> Prompt
Begin at the line that has "green coat for" and stop at the end of the listing. Copy out only those lines again, requests included, with every coordinate in the answers raised by 49.

> Exercise input
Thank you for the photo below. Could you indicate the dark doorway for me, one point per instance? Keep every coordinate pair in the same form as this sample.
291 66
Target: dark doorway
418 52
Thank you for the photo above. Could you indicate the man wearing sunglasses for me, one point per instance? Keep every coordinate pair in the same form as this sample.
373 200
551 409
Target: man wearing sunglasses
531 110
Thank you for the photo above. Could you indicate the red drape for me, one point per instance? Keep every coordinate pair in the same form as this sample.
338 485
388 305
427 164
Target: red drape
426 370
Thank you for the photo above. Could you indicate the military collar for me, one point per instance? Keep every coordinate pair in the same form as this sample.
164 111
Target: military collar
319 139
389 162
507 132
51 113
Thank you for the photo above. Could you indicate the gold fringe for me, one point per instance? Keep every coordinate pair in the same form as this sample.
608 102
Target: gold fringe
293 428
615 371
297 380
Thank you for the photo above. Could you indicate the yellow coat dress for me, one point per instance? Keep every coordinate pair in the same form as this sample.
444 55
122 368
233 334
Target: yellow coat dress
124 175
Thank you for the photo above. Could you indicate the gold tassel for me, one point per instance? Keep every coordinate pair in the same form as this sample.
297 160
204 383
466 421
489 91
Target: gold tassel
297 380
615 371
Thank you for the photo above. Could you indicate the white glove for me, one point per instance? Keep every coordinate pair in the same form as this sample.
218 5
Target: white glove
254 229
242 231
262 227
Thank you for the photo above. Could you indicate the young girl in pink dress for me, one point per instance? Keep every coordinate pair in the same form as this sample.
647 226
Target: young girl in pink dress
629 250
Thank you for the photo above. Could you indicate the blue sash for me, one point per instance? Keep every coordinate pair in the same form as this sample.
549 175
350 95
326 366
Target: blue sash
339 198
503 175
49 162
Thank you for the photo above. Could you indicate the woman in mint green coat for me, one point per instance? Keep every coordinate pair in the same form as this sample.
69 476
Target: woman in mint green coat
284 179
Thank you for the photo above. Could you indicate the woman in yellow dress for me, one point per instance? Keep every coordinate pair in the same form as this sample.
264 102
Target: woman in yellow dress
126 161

> Response below
Thank you for the photo above. Could you indicate the woman in mint green coat for me, one point per instance? Keep every coordinate pair in the same form as this sample.
69 476
Target: woman in mint green coat
333 228
Thank you for the photo above. Could you indicate the woman in yellow dress for me, one point per instance? Keep every coordinate pair in the same form as this sample.
264 102
Target: woman in yellow dress
175 210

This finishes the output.